Location annotation dataset excerpts:
-=-=-=-=-

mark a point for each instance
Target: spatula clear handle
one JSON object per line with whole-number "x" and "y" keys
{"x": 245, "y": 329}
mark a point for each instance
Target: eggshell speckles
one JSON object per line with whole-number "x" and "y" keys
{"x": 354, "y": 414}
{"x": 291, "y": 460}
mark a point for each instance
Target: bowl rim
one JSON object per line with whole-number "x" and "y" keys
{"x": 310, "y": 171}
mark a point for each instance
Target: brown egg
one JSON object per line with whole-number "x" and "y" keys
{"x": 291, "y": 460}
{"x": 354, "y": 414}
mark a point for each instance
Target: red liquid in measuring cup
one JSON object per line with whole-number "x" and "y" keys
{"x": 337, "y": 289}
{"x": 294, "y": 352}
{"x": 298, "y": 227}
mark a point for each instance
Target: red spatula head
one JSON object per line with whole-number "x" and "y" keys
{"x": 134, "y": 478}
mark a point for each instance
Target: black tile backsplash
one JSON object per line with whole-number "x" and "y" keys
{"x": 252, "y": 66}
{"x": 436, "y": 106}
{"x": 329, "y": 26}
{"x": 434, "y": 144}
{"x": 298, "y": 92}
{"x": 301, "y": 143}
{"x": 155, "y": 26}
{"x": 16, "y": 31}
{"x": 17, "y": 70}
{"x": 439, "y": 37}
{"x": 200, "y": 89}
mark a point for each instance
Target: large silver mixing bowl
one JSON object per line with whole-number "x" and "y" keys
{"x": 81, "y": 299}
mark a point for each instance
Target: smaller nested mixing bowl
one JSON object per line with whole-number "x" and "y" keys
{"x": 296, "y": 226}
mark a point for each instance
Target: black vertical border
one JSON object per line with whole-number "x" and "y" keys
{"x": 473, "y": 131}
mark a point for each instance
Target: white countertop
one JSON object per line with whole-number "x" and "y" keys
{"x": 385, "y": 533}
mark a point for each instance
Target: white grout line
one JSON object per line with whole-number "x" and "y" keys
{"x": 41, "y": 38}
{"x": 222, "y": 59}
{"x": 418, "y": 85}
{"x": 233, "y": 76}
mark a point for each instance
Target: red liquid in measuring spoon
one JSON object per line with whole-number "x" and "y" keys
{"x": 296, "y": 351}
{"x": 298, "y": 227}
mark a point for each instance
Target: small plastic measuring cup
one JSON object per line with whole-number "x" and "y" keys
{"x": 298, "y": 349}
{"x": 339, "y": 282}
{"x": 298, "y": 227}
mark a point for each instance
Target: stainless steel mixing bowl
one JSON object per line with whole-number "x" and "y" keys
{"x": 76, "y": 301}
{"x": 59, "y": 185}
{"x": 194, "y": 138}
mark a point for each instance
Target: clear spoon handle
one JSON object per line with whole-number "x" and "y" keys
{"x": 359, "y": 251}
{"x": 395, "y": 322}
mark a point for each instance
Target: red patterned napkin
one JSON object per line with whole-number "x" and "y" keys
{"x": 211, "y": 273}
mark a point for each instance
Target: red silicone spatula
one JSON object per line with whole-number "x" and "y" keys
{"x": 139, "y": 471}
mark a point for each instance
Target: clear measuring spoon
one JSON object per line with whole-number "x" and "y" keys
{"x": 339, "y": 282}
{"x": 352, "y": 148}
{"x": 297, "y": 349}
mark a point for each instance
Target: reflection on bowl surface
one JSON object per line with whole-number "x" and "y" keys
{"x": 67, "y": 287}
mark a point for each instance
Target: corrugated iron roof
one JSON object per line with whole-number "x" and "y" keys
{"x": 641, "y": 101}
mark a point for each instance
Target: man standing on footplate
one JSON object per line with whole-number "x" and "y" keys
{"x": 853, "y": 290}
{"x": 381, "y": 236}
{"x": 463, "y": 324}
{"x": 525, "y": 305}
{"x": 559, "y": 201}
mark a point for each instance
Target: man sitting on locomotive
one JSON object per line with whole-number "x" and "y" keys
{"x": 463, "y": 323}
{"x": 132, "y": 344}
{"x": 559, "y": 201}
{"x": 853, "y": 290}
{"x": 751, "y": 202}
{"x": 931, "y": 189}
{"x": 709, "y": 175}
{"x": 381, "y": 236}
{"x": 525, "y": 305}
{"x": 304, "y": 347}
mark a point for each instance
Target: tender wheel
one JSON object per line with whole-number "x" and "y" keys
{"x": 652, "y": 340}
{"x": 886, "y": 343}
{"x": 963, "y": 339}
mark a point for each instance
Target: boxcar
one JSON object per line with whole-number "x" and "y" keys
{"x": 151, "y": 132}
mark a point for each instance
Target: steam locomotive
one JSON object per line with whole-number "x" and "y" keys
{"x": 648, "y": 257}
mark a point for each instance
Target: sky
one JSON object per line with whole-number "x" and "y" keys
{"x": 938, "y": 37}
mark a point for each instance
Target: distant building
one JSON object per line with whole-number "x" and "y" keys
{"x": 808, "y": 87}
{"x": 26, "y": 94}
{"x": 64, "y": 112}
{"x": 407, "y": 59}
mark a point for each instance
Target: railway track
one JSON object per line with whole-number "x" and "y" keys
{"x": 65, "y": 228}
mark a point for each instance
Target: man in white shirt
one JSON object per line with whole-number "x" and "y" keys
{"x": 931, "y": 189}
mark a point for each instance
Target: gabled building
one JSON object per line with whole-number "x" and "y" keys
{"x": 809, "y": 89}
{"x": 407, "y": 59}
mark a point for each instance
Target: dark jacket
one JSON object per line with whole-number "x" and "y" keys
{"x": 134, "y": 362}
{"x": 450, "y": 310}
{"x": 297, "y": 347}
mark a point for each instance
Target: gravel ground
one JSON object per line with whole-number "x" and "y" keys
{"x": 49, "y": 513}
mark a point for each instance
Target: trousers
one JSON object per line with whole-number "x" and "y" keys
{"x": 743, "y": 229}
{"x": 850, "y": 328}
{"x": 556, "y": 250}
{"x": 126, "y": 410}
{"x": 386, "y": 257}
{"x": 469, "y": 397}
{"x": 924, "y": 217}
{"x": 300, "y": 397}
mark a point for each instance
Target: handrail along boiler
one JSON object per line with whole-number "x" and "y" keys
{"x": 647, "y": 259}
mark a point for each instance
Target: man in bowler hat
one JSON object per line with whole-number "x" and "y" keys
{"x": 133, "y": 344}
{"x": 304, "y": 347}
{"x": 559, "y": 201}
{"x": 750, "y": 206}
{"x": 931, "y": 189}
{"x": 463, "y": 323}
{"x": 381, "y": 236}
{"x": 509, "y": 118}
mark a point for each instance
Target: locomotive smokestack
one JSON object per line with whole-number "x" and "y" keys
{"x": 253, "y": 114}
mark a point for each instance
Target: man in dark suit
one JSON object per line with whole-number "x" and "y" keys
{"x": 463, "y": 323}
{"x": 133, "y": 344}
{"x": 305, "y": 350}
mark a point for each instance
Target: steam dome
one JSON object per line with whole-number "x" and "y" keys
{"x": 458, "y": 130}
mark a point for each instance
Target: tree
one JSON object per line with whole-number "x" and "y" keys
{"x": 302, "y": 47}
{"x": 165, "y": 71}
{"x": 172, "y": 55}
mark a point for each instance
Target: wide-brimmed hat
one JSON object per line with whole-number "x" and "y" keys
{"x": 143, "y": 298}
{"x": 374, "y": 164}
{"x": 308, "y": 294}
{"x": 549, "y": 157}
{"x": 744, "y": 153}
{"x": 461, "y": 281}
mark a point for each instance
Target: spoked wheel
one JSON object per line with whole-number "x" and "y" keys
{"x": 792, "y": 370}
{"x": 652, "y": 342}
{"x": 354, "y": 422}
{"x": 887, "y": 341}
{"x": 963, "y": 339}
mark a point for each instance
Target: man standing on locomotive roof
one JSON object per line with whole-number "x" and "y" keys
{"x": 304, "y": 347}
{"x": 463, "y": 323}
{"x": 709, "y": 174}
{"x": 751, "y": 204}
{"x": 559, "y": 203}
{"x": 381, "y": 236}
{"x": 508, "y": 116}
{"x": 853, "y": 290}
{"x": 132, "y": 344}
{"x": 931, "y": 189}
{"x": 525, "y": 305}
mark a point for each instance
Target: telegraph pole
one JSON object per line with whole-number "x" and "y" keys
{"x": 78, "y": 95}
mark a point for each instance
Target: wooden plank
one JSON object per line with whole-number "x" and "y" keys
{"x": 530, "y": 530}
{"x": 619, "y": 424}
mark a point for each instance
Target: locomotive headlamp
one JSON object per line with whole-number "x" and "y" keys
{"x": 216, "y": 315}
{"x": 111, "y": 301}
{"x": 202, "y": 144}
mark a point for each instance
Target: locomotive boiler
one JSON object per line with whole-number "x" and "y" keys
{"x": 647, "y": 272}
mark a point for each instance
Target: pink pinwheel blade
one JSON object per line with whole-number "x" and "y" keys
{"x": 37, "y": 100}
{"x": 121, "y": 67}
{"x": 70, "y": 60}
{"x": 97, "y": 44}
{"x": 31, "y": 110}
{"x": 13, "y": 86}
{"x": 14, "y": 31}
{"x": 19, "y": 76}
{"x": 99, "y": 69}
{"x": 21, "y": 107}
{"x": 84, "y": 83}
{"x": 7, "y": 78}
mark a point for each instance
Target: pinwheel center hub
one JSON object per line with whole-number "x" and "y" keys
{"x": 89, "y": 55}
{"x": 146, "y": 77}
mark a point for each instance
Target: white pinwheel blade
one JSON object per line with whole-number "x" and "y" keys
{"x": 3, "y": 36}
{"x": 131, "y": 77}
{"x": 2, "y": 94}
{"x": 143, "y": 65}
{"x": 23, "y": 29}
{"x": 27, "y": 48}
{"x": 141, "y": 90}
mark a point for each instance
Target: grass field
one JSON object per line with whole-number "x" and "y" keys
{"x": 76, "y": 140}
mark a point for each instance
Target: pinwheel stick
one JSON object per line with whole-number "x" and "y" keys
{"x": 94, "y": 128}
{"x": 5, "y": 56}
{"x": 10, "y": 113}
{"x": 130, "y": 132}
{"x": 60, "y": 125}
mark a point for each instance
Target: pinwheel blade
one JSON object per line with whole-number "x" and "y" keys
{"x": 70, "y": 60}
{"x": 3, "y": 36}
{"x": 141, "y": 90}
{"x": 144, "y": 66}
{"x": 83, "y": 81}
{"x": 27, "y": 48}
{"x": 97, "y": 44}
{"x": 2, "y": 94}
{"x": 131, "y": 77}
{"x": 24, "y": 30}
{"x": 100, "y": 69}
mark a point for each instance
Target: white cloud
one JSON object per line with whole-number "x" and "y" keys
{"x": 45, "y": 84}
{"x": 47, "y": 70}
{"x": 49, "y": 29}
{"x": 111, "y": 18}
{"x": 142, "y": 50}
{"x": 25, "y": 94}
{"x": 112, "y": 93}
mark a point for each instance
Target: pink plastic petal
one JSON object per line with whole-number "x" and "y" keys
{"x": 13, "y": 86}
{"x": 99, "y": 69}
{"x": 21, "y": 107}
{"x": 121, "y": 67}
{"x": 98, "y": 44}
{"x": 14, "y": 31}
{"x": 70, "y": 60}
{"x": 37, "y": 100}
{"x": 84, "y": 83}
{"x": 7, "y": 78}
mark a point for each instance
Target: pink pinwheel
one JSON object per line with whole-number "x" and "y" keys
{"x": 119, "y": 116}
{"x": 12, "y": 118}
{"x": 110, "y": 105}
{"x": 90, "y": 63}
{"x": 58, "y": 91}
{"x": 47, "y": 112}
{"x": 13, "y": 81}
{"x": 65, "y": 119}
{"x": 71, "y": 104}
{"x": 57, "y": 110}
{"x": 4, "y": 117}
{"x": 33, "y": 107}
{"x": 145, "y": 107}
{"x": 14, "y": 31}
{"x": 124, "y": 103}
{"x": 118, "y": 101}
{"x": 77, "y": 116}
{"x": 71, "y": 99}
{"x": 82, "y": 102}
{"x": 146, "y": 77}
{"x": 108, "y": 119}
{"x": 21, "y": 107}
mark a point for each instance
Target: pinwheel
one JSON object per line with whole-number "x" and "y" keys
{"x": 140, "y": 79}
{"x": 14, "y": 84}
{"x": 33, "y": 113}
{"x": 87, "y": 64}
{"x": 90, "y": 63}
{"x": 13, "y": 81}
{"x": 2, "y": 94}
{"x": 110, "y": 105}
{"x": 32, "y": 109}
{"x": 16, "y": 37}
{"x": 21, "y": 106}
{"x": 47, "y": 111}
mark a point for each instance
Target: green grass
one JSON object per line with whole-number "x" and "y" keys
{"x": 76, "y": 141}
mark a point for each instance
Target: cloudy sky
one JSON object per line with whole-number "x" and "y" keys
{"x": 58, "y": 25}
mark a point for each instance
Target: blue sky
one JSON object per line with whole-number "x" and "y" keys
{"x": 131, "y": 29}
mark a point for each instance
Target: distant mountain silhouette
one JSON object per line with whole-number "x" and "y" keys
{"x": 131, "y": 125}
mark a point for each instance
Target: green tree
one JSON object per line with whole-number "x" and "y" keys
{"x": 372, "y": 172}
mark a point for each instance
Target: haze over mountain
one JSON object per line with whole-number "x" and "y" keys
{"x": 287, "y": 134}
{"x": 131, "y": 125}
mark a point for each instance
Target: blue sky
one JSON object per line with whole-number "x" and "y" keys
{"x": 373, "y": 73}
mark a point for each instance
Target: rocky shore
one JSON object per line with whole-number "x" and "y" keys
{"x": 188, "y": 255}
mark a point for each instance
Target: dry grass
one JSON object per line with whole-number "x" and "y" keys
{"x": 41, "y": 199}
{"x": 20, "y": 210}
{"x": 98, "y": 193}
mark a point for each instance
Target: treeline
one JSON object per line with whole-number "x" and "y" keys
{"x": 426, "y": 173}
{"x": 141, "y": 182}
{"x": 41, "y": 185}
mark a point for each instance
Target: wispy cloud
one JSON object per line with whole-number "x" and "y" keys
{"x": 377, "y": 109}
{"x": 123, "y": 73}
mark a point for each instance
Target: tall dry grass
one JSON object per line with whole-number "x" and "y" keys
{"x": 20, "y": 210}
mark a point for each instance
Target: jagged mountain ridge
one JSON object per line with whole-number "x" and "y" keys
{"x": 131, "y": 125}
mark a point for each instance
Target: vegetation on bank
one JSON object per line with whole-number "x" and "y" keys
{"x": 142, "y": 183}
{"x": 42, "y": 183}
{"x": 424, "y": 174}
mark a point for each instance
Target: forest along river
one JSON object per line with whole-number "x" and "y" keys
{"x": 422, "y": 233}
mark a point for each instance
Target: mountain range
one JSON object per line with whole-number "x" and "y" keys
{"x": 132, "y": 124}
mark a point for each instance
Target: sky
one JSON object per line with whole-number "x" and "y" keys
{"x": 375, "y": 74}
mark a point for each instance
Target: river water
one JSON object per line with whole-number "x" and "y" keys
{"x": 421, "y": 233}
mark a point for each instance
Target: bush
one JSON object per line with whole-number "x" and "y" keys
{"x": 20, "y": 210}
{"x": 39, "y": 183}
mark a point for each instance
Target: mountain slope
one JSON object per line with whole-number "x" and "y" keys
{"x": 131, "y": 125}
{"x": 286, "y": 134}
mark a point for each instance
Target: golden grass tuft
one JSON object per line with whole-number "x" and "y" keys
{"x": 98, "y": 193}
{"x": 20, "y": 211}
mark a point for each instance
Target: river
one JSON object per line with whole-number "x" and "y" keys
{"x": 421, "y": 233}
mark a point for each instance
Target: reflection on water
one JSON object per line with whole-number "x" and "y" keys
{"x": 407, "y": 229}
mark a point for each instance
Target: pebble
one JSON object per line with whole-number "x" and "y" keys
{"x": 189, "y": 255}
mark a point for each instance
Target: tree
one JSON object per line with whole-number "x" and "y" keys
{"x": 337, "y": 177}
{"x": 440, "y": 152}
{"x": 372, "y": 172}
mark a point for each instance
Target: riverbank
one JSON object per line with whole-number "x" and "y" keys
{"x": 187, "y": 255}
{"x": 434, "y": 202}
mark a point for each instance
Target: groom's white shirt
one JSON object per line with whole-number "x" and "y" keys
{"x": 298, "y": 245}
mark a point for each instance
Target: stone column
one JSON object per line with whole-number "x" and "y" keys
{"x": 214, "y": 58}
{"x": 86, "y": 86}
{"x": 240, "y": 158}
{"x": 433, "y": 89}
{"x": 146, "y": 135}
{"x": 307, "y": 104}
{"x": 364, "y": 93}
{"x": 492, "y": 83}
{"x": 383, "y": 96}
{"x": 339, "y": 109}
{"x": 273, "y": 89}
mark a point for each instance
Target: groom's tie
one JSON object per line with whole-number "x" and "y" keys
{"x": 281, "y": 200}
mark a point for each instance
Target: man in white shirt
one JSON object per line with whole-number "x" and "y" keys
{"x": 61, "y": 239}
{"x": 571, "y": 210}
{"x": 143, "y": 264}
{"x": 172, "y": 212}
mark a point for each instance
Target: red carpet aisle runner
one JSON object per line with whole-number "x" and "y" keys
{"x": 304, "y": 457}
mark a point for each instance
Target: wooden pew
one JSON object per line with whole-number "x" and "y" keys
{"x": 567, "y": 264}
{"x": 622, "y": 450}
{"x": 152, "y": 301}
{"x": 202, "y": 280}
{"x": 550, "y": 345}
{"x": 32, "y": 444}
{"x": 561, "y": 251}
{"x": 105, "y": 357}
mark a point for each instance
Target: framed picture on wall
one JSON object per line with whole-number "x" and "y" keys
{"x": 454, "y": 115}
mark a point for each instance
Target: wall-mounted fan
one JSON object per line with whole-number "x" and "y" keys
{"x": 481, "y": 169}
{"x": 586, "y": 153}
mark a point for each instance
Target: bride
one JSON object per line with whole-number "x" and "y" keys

-=-=-=-=-

**WORK INSTRUCTIONS**
How many lines in the listing above contain the string "blade"? Reply with the number only.

**OUTPUT**
3